Supplied entries:
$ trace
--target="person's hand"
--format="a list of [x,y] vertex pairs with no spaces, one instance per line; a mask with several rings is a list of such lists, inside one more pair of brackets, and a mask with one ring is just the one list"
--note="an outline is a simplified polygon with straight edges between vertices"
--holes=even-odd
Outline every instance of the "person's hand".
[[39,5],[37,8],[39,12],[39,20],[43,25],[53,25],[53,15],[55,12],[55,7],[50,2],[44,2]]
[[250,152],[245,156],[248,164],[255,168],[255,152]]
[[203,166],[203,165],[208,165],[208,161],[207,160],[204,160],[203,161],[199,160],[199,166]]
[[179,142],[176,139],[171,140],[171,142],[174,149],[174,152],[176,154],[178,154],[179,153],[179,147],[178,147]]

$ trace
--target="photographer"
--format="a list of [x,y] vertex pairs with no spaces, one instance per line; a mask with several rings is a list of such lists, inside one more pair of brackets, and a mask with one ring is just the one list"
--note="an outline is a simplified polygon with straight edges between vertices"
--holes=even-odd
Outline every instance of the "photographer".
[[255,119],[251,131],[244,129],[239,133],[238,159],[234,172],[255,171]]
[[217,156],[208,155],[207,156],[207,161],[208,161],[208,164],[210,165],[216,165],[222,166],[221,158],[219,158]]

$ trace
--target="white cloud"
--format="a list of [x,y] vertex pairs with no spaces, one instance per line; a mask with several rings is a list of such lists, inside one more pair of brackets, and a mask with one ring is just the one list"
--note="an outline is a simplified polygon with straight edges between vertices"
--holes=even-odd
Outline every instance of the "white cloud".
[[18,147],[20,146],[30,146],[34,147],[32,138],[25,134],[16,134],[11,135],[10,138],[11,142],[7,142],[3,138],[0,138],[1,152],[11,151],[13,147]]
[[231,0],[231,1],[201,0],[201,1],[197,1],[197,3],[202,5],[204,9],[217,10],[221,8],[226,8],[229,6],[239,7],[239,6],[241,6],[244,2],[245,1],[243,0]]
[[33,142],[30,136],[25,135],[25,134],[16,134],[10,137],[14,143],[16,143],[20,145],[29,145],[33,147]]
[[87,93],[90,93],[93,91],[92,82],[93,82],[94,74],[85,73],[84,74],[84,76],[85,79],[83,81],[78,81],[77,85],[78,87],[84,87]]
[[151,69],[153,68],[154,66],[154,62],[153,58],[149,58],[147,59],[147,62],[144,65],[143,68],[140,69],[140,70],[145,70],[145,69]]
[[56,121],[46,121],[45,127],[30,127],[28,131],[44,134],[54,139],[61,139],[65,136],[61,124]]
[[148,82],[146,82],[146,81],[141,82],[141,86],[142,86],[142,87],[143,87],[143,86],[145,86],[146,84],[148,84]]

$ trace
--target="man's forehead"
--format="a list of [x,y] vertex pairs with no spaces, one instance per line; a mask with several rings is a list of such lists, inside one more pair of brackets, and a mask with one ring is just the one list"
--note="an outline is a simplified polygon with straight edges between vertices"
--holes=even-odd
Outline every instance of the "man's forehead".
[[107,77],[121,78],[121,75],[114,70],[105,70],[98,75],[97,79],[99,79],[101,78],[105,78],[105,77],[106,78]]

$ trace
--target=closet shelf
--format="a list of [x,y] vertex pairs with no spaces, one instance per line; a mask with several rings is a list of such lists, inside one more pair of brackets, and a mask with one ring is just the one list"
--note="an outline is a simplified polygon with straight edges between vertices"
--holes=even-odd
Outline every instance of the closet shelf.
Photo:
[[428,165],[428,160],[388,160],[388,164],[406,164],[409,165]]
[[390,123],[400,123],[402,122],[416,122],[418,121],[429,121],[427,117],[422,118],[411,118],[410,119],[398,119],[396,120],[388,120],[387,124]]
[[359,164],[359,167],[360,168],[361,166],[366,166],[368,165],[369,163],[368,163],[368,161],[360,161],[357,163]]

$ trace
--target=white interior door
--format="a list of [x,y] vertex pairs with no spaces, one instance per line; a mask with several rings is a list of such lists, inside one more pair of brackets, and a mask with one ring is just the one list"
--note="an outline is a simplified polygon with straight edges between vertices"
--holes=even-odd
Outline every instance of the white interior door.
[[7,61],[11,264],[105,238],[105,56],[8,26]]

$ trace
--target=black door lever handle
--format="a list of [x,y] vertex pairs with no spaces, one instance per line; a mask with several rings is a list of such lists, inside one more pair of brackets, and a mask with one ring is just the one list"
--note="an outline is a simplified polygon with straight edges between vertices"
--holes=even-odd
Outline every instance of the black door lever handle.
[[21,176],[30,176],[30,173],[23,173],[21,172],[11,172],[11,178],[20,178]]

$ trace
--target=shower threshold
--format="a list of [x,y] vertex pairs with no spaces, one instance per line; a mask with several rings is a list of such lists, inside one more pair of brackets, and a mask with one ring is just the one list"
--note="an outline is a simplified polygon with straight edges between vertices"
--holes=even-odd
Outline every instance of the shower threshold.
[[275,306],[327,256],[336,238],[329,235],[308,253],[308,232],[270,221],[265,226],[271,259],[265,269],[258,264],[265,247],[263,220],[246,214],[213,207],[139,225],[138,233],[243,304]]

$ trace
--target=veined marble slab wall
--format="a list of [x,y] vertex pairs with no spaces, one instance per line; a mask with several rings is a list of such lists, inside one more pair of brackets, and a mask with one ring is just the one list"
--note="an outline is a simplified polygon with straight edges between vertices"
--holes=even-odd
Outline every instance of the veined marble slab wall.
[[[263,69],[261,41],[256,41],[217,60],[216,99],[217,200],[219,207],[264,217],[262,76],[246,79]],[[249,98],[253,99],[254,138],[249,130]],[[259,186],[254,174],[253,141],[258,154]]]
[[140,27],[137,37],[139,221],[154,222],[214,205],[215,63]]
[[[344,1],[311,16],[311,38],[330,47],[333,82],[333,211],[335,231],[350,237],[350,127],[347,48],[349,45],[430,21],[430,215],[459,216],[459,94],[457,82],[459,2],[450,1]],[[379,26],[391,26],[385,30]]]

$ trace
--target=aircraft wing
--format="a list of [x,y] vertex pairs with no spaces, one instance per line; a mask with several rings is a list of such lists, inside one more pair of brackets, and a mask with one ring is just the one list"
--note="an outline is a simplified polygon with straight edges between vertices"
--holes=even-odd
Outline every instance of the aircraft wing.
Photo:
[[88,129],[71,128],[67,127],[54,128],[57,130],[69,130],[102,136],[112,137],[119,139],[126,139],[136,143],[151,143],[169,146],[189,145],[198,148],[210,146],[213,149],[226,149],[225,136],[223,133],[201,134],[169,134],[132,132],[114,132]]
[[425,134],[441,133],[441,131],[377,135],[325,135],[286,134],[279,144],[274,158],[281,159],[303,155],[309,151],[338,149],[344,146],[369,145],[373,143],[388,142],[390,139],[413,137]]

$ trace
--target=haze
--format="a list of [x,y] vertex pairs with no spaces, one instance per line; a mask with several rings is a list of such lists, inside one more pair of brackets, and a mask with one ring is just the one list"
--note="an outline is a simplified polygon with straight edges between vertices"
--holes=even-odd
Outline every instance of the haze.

What is needed:
Pull out every line of the records above that contains the word "black", and copy each one.

Result of this exercise:
--target=black door lever handle
Outline every instance of the black door lever handle.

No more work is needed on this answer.